◆ Selected extract
Methods And Results: In a nationwide Danish cohort of hospital-screened COVID-19 patients aged ≥40, we investigated if pre-existing CVDs predict the 30-day risk of (i) composite outcome of severe COVID-19 and (ii) all-cause mortality. We estimated 30-day risks using a Cox regression model including age, sex, each CVD comorbidity, chronic obstructive pulmonary disease-asthma, diabetes, and chronic kidney disease. To illustrate CVD comorbidities' importance, we evaluated the predicted risks of death and severe infection, for each sex, along ages 40-85. In total, 4090 COVID-19 hospital-screened patients were observed as of 26 August 2020; 22.1% had ≥1 CVD, 23.7% had severe infection within 30 days and 12.6% died. Predicted risks of both outcomes at age 75 among men with single CVD comorbidities did not differ in clinically meaningful amounts compared with men with no comorbidities risks for the composite outcome of severe infection; women with heart failure (28.2%; 95% CI 21.1-37.0%) or atrial fibrillation (30.0%; 95% CI: 24.2-36.9%) showed modest increases compared with women with no comorbidities (24.0%; 95% CI: 21.4-26.9%).

◆ Dataset records
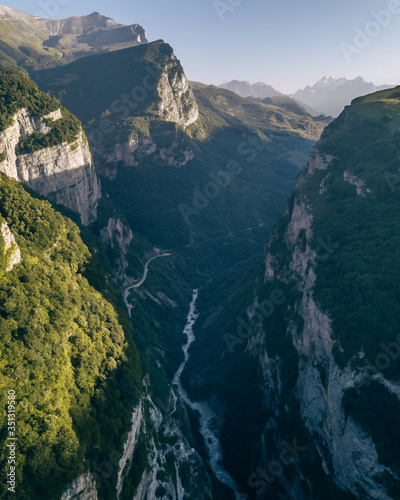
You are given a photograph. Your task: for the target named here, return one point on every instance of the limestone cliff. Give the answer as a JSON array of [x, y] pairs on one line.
[[62, 173], [11, 249], [335, 397], [177, 102]]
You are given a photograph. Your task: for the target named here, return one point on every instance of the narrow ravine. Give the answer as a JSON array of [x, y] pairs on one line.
[[207, 416], [140, 282]]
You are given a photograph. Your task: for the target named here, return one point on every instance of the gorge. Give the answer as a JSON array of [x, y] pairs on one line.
[[242, 347]]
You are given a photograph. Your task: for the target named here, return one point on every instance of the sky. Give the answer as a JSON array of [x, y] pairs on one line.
[[287, 43]]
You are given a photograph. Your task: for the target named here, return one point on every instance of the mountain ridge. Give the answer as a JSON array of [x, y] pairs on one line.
[[33, 43]]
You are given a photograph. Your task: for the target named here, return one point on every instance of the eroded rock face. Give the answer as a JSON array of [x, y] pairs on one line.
[[178, 103], [83, 488], [347, 453], [10, 245], [62, 173]]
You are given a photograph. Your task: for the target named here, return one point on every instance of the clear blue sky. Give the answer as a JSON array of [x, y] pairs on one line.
[[285, 43]]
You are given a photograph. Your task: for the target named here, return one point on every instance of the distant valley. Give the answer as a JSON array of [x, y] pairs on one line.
[[328, 96]]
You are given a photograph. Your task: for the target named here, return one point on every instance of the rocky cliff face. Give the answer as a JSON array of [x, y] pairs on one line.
[[55, 41], [332, 383], [11, 249], [62, 173], [83, 488], [177, 102]]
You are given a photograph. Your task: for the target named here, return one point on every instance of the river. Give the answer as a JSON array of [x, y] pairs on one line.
[[207, 416], [140, 282]]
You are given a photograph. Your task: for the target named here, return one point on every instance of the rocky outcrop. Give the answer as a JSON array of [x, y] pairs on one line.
[[118, 236], [347, 453], [11, 249], [177, 102], [131, 153], [62, 173], [83, 488]]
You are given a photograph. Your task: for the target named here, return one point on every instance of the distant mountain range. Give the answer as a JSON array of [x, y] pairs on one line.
[[328, 96], [246, 89], [34, 43]]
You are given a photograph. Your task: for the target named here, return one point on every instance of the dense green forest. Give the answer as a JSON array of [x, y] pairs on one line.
[[73, 367]]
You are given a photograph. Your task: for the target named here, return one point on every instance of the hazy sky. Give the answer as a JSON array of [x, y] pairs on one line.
[[285, 43]]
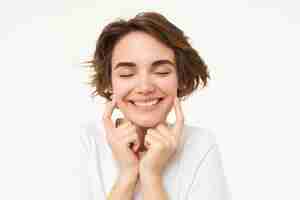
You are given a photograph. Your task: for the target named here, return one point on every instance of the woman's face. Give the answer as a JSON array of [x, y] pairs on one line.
[[144, 78]]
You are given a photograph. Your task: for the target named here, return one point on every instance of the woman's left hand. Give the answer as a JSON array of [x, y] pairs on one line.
[[161, 142]]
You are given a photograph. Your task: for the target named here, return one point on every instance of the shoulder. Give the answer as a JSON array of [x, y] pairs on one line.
[[197, 142], [198, 139]]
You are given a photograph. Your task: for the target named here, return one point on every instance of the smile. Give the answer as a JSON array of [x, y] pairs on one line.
[[146, 104]]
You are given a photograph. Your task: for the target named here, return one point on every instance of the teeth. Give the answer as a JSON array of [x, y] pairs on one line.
[[149, 103]]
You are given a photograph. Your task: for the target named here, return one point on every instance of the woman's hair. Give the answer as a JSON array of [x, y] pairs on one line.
[[191, 69]]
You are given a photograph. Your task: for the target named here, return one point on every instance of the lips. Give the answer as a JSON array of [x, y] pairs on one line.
[[146, 103]]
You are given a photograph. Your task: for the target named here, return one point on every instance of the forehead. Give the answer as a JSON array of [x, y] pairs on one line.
[[140, 48]]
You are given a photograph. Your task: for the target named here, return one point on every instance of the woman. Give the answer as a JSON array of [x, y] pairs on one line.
[[144, 67]]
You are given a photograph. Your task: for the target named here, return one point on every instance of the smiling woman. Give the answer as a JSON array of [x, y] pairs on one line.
[[145, 66]]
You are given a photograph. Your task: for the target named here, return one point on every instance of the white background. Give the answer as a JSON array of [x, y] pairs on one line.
[[252, 103]]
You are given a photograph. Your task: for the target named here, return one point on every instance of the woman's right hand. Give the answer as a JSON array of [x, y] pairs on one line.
[[120, 138]]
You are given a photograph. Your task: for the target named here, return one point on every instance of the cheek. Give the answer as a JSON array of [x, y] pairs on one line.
[[169, 86], [120, 89]]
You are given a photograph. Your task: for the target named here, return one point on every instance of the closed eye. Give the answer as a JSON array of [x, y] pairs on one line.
[[162, 73], [126, 75]]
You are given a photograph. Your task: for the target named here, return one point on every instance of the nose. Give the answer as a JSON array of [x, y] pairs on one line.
[[145, 86]]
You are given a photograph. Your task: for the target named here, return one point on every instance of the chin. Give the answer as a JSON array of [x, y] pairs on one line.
[[146, 123]]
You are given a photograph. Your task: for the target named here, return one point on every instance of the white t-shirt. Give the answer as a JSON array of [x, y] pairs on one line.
[[194, 172]]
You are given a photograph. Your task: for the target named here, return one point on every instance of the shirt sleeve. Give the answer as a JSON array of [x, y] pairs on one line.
[[209, 182], [85, 193]]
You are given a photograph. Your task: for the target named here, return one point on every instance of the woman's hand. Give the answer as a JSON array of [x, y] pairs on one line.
[[120, 138], [161, 142]]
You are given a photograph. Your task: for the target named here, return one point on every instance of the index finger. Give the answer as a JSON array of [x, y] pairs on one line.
[[179, 115], [109, 107]]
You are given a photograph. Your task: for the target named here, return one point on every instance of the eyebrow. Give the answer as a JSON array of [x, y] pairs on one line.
[[154, 64]]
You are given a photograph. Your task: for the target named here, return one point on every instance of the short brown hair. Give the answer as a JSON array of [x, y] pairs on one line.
[[191, 69]]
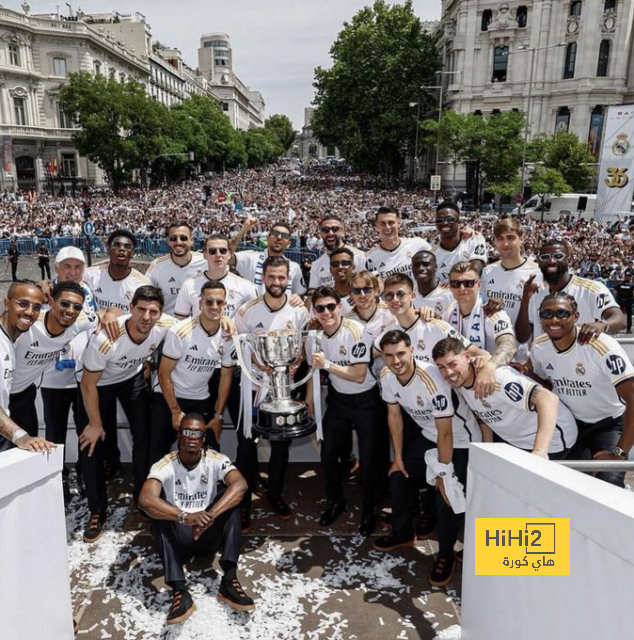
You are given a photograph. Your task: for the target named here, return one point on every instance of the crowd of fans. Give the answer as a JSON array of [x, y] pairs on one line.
[[221, 202]]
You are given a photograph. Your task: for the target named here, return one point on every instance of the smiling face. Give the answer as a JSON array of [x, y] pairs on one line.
[[399, 358], [558, 318]]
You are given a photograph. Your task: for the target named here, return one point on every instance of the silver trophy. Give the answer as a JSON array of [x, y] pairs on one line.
[[279, 416]]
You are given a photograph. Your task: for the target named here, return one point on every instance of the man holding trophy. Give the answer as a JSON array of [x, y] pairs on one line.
[[271, 323]]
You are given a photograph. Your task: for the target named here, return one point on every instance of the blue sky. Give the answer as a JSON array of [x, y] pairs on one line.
[[276, 43]]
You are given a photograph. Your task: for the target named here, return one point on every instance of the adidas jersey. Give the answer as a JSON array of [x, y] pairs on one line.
[[473, 248], [198, 355], [399, 260], [113, 293], [7, 356], [249, 266], [168, 276], [440, 300], [424, 335], [593, 298], [37, 350], [585, 376], [508, 412], [346, 346], [123, 359], [481, 330], [320, 269], [191, 489], [507, 285], [238, 289]]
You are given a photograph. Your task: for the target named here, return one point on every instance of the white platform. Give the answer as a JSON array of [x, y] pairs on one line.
[[35, 601]]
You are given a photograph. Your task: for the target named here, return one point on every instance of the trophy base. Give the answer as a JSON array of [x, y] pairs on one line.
[[292, 423]]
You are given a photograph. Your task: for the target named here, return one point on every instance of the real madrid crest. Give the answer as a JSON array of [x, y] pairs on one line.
[[621, 146]]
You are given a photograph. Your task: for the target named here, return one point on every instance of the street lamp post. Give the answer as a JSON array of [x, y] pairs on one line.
[[529, 101]]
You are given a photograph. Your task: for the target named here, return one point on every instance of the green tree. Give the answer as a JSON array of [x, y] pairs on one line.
[[493, 143], [282, 127], [381, 59], [120, 127]]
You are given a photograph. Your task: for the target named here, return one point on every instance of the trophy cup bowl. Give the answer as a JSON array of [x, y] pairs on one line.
[[280, 417]]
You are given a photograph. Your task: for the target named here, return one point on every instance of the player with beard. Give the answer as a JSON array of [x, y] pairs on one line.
[[598, 311], [393, 253], [333, 232], [22, 307], [169, 272], [249, 263], [429, 292], [270, 312], [452, 246]]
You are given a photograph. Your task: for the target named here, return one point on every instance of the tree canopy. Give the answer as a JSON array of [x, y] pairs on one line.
[[381, 59]]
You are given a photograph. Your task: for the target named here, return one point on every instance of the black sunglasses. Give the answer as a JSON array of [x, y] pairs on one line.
[[359, 290], [456, 284], [341, 263], [280, 234], [67, 304], [320, 308], [560, 314]]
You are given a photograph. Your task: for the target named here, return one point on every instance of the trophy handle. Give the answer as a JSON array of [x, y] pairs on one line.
[[317, 334], [238, 340]]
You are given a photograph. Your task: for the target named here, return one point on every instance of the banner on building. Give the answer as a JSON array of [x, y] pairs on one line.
[[616, 171], [7, 153]]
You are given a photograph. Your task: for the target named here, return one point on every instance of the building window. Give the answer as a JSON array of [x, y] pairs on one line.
[[59, 67], [500, 64], [562, 122], [68, 165], [65, 121], [575, 8], [14, 55], [571, 56], [487, 16], [19, 107], [604, 59]]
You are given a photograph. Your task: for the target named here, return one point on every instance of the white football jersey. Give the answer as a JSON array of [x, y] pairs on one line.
[[113, 293], [509, 414], [168, 276], [238, 291], [123, 359], [481, 330], [249, 266], [198, 355], [194, 489], [585, 376], [507, 285], [37, 350], [473, 248], [399, 260], [347, 346], [592, 297], [320, 275]]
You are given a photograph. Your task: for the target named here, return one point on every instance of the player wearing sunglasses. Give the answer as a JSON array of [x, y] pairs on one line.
[[192, 496], [168, 272], [595, 380], [249, 263], [598, 310]]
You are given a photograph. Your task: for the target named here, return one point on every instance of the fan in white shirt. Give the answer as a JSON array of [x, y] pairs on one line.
[[169, 272], [393, 253]]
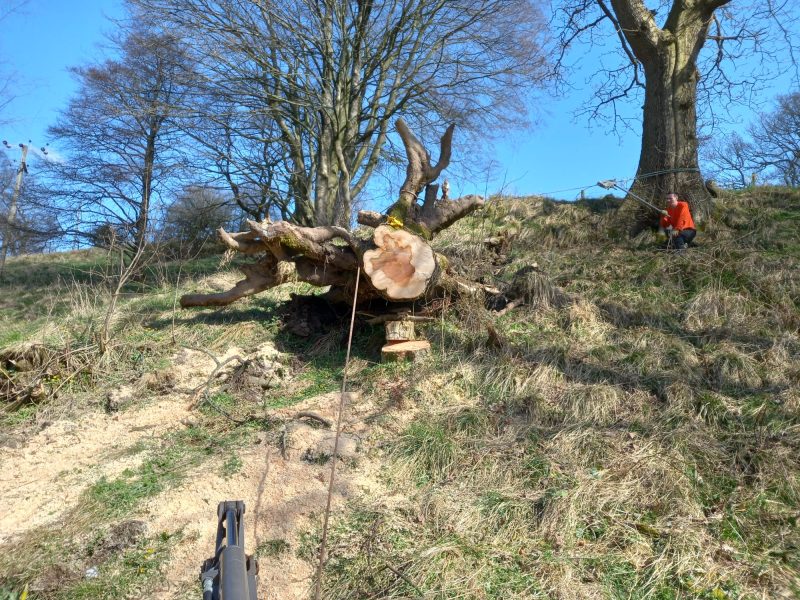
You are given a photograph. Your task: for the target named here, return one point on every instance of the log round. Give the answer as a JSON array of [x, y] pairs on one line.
[[402, 265], [398, 261]]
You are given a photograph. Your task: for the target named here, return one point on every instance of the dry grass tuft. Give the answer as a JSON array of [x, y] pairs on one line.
[[733, 368], [715, 308]]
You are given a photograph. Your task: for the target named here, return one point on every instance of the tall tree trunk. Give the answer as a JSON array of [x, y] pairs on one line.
[[142, 219], [668, 161]]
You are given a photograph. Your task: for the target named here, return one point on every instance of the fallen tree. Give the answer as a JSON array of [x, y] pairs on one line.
[[397, 261]]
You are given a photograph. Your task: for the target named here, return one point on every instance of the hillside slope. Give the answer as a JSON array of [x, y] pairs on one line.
[[630, 430]]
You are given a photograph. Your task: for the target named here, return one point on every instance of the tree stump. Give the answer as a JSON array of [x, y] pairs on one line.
[[413, 351], [399, 331]]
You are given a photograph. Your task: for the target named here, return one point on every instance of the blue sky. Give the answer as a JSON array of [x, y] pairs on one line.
[[557, 157]]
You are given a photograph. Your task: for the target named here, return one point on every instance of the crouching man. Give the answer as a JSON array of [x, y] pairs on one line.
[[677, 222]]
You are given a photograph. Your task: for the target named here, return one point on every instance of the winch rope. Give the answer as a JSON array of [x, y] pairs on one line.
[[342, 403]]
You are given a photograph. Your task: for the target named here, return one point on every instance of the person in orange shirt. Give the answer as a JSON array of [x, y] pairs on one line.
[[677, 221]]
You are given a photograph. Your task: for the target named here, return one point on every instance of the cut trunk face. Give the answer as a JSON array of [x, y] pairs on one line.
[[402, 266], [398, 261]]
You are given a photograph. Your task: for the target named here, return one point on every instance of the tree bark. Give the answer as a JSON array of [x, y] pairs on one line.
[[398, 262]]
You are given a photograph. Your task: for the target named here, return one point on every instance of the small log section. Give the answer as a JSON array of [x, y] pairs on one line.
[[401, 343], [397, 260], [410, 351]]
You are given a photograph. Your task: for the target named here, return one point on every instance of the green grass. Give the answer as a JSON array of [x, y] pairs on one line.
[[130, 574], [637, 441], [166, 468]]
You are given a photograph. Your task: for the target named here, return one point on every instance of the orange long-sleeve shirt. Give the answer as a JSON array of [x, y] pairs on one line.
[[679, 217]]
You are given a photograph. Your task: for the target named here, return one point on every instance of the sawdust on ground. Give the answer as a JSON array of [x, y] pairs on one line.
[[284, 484]]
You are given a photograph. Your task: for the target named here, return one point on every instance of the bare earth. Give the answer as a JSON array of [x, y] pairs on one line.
[[284, 493]]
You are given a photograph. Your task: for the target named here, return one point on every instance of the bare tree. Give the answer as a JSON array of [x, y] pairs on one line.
[[770, 148], [729, 160], [117, 136], [192, 219], [332, 76], [678, 57], [241, 152]]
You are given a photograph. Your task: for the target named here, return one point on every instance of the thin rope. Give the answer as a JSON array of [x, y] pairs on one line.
[[342, 402]]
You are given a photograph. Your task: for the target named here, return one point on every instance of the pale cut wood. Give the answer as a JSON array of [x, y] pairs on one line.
[[411, 351], [400, 331], [402, 265]]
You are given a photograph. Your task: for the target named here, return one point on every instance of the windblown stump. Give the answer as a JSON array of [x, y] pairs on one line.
[[397, 259]]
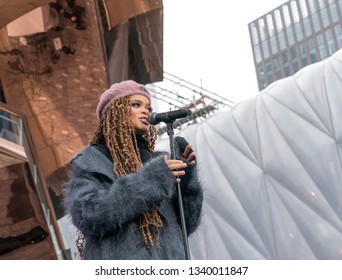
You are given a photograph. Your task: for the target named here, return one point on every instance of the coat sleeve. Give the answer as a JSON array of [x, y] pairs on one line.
[[98, 205]]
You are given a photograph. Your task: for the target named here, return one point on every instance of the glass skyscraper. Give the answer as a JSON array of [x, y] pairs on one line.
[[295, 34]]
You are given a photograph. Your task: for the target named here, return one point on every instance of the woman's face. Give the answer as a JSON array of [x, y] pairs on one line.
[[140, 109]]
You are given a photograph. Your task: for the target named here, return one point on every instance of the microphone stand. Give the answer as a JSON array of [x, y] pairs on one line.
[[170, 132]]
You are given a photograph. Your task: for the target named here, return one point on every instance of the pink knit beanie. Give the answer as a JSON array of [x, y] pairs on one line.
[[118, 90]]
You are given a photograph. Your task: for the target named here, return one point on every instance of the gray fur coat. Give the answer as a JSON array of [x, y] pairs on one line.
[[106, 209]]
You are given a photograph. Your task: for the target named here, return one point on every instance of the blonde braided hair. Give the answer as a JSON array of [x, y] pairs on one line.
[[117, 131]]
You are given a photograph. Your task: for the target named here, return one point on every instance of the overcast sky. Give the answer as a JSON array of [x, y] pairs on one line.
[[207, 42]]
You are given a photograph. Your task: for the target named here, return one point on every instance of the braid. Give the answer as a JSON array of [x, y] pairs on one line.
[[117, 131]]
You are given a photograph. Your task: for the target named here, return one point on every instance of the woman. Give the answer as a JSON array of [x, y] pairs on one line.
[[122, 194]]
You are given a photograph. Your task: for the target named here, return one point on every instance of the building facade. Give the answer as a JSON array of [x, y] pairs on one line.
[[294, 35]]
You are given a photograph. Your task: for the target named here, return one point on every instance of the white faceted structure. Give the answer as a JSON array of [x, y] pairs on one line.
[[272, 170]]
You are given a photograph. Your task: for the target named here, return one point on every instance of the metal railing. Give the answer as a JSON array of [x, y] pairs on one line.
[[14, 128]]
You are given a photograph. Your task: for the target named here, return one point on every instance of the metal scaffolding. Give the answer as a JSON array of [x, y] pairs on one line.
[[181, 94]]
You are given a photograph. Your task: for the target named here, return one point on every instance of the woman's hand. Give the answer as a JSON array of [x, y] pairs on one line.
[[189, 155], [174, 165]]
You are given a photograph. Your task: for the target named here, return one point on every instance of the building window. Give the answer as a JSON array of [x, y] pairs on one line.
[[338, 32], [274, 47], [286, 15], [307, 27], [298, 30], [261, 77], [312, 5], [281, 38], [294, 59], [269, 72], [340, 4], [303, 8], [316, 23], [330, 41], [262, 29], [325, 17], [321, 47], [312, 50], [286, 64], [277, 69], [321, 4], [265, 49], [257, 54], [270, 25], [333, 12], [302, 54], [294, 10], [254, 32], [277, 17]]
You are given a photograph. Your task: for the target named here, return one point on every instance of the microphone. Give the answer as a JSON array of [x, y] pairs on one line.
[[168, 117]]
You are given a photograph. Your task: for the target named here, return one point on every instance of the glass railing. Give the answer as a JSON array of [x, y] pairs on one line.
[[14, 128]]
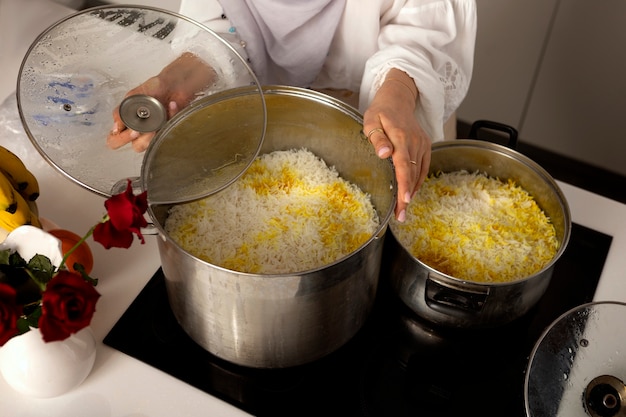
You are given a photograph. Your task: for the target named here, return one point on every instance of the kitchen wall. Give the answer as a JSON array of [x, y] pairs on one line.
[[555, 70]]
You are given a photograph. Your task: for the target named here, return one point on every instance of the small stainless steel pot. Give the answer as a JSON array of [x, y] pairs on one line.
[[276, 321], [449, 301]]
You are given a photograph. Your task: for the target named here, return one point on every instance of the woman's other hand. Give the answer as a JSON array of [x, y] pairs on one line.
[[175, 87], [394, 132]]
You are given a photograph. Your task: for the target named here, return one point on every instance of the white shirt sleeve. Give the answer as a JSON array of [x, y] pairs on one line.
[[433, 42]]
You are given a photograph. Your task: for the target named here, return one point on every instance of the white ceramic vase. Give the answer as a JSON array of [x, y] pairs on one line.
[[27, 363], [39, 369]]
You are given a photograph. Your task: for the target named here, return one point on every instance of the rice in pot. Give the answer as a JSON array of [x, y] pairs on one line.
[[288, 213], [477, 228]]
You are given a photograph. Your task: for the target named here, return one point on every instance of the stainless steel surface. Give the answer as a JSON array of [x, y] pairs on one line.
[[577, 367], [450, 301], [276, 321], [142, 113]]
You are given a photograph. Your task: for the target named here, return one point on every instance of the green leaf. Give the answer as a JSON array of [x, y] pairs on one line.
[[24, 323], [4, 256], [16, 261], [81, 269]]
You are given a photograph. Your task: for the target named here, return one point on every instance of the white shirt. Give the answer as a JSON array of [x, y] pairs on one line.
[[431, 40]]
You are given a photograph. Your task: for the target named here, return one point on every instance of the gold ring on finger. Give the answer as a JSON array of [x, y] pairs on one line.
[[371, 132]]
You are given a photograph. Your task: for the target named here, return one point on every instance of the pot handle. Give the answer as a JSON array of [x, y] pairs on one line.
[[487, 124], [451, 299]]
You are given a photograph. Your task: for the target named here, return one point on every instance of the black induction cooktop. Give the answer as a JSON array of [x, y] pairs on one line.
[[397, 365]]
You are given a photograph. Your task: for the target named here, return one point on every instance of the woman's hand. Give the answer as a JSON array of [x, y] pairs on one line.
[[175, 87], [391, 127]]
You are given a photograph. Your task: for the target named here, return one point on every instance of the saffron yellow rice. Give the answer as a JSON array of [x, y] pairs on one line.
[[477, 228], [288, 213]]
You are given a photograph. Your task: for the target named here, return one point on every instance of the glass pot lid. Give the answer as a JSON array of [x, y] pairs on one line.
[[78, 71], [578, 366]]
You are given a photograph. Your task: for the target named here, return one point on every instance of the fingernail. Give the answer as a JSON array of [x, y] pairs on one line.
[[383, 151]]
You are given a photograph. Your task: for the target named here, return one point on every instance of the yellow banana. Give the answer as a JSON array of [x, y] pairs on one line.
[[20, 216], [21, 178], [8, 202]]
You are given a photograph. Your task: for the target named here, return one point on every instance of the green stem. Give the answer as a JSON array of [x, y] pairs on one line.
[[80, 242]]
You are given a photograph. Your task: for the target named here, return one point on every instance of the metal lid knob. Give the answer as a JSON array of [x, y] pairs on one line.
[[143, 113]]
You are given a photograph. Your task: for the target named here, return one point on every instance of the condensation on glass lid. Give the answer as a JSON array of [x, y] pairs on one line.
[[578, 366], [80, 69]]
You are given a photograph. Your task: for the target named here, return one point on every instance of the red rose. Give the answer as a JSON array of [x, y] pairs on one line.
[[10, 311], [68, 304], [126, 216]]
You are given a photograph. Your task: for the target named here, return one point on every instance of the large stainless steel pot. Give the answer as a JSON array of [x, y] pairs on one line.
[[275, 321], [453, 302]]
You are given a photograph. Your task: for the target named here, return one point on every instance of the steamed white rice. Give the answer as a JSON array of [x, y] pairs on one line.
[[477, 228], [288, 213]]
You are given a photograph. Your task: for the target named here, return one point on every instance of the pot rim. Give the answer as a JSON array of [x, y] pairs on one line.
[[511, 153], [324, 99]]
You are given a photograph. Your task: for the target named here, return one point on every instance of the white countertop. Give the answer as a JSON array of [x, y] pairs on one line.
[[123, 386]]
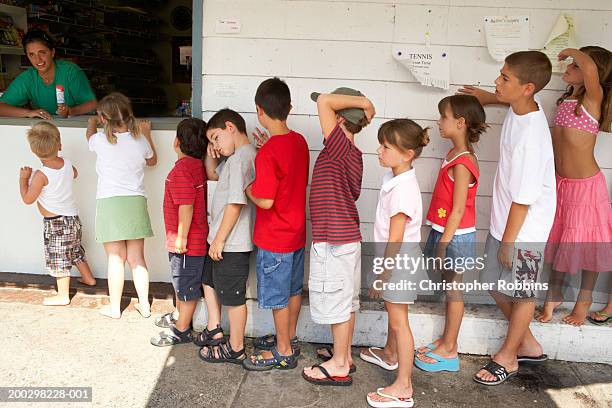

◆ Exercise description
Answer these questions from the Danish COVID-19 study summary:
1. How many hospital-screened patients had been observed as of 26 August 2020?
2. Across what age range were the predicted risks of death and severe infection evaluated?
3. What predicted risk of severe infection is given for women with atrial fibrillation?

◆ Response to this task
1. 4090 patients.
2. Ages 40-85.
3. 30.0% (95% CI: 24.2-36.9%).